Re: Use cases for lateral that do not involve a set returning function

From: AJ Welch <awelch0100(at)gmail(dot)com>
To: Albe Laurenz <laurenz(dot)albe(at)wien(dot)gv(dot)at>
Cc: "pgsql-general(at)postgresql(dot)org" <pgsql-general(at)postgresql(dot)org>
Subject: Re: Use cases for lateral that do not involve a set returning function
Date: 2014-12-10 01:21:10
Message-ID: CAO-RzR+Yw1uOMVLn6zKGk6+pnsJVmCDN9V2okK-rNxeD8T4jMA@mail.gmail.com
Views: Raw Message | Whole Thread | Download mbox | Resend email
Thread:
Lists: pgsql-general

Thanks for the response. Yea, using lateral there definitely reads better
to me than using a correlated subquery. And it makes sense that performance
is ok since you're filtering on a specific person's id (as you hinted at
with `WHERE p.id = ...`) and the nested loop forced by `order by...limit 1`
presumably only loops once.

However, I would consider that more of an OLTP style query where I'm kind
of more interested in OLAP style queries as the referenced post was
building a funnel analysis over an events table. I don't think their
approach will scale. I guess it's kind of a specific question but that post
got me wondering if there are any use cases for lateral outside of SRFs
that do not generate a nested loop AND can not be achieved without lateral?
Basically, something I could use in an OLAP query that I couldn't use prior
to 9.3.

Also, just for the heck of it, I took a look at the explain plans for both
of your queries without `WHERE p.id = ...` to see how they would scale.

Correlated subquery:

QUERY PLAN
Hash Right Join (cost=163943.00..5932603426739.67 rows=7499298 width=24)
Hash Cond: (n.people_id = p.people_id)
Join Filter: (NOT (SubPlan 1))
-> Seq Scan on names n (cost=0.00..320543.41 rows=14998595 width=18)
Filter: (now() > validfrom)
-> Hash (cost=77028.00..77028.00 rows=5000000 width=10)
-> Seq Scan on people p (cost=0.00..77028.00 rows=5000000
width=10)
SubPlan 1
-> Seq Scan on names n2 (cost=0.00..395543.88 rows=1 width=0)
Filter: ((validfrom > n.validfrom) AND (people_id = p.people_id)
AND (now() > validfrom))

Lateral:

Nested Loop Left Join (cost=358043.67..1790218514528.00 rows=5000000
width=24)
════════════════
STATED PROBLEM: Please repeat a passage of the mailing list message word for word, starting at the words "Basically, something I" and stopping after "(NOT (SubPlan 1))". None of the location labeling data is needed.

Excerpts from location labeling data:
════════════════
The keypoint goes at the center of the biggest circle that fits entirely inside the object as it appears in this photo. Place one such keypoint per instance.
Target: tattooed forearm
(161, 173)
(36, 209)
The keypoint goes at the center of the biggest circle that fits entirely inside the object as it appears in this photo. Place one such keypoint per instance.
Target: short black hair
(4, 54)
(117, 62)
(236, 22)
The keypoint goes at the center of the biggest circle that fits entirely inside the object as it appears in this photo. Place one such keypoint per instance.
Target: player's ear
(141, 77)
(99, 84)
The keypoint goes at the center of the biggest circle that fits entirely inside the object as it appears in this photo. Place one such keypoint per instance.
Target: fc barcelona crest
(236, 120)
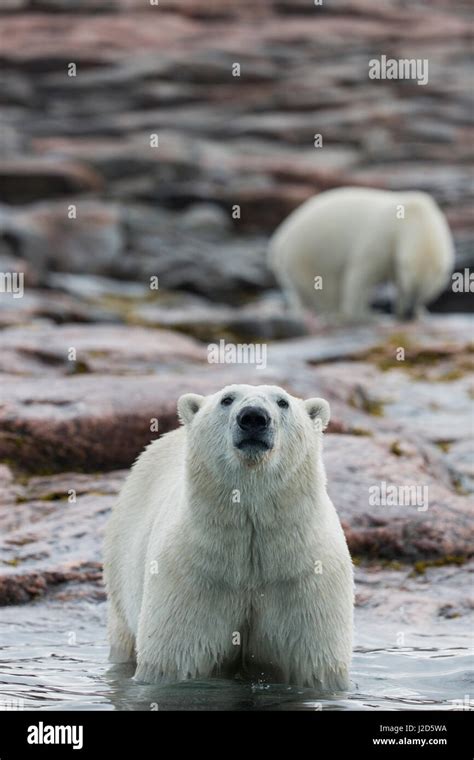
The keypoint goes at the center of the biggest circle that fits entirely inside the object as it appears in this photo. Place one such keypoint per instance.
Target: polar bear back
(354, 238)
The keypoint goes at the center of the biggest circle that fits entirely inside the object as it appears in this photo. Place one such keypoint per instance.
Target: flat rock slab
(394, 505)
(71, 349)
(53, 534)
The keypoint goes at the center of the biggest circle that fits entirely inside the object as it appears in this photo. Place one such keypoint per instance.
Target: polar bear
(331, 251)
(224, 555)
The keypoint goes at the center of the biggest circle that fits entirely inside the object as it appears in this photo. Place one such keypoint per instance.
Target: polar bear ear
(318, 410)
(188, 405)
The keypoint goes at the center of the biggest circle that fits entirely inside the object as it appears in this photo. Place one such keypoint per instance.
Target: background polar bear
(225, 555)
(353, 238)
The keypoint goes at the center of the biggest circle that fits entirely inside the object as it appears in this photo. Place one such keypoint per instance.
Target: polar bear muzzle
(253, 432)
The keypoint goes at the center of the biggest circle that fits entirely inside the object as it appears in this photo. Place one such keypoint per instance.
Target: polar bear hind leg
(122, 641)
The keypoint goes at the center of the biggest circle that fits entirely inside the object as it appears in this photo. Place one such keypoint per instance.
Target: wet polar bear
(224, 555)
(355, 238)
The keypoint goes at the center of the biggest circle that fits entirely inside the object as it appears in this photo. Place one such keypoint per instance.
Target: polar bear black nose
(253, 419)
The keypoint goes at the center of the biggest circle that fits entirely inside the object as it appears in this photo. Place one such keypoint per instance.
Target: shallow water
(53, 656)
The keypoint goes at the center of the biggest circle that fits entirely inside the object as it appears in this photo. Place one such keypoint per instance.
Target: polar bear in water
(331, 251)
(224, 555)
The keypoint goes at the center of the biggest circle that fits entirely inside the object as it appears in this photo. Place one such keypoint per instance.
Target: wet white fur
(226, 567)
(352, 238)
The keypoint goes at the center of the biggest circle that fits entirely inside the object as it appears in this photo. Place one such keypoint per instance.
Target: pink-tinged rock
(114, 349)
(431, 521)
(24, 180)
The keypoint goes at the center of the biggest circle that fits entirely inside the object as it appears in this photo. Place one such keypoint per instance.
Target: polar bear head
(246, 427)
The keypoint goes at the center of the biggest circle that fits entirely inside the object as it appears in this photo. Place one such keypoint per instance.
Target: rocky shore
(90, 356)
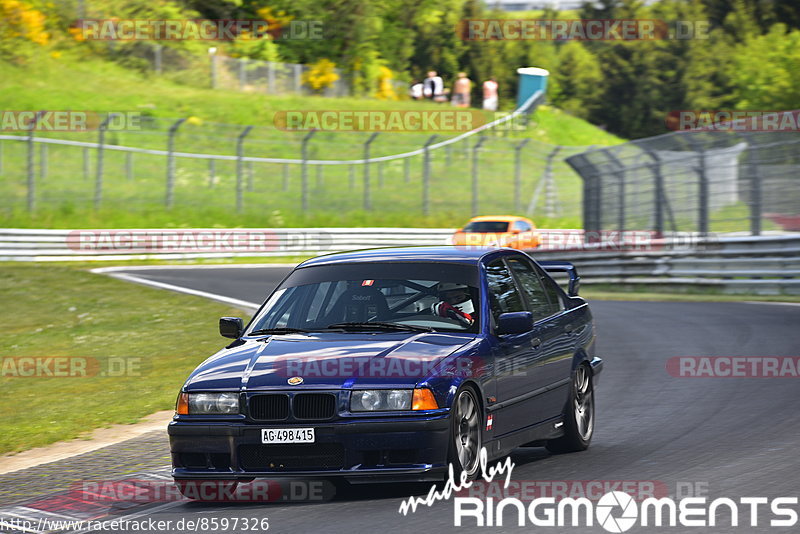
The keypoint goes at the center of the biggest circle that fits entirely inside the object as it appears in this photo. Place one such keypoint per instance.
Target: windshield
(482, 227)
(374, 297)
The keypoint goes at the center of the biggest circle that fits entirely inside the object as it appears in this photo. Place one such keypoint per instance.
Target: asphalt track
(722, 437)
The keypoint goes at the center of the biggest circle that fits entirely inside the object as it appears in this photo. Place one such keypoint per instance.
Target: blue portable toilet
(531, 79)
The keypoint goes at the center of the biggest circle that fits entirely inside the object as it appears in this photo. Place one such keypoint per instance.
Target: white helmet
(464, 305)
════════════════
SOLUTION TO THE EXERCISE:
Basically, something I could use in an OLAP query that I couldn't use prior
to 9.3.

Also, just for the heck of it, I took a look at the explain plans for both
of your queries without `WHERE p.id = ...` to see how they would scale.

Correlated subquery:

QUERY PLAN
Hash Right Join (cost=163943.00..5932603426739.67 rows=7499298 width=24)
Hash Cond: (n.people_id = p.people_id)
Join Filter: (NOT (SubPlan 1))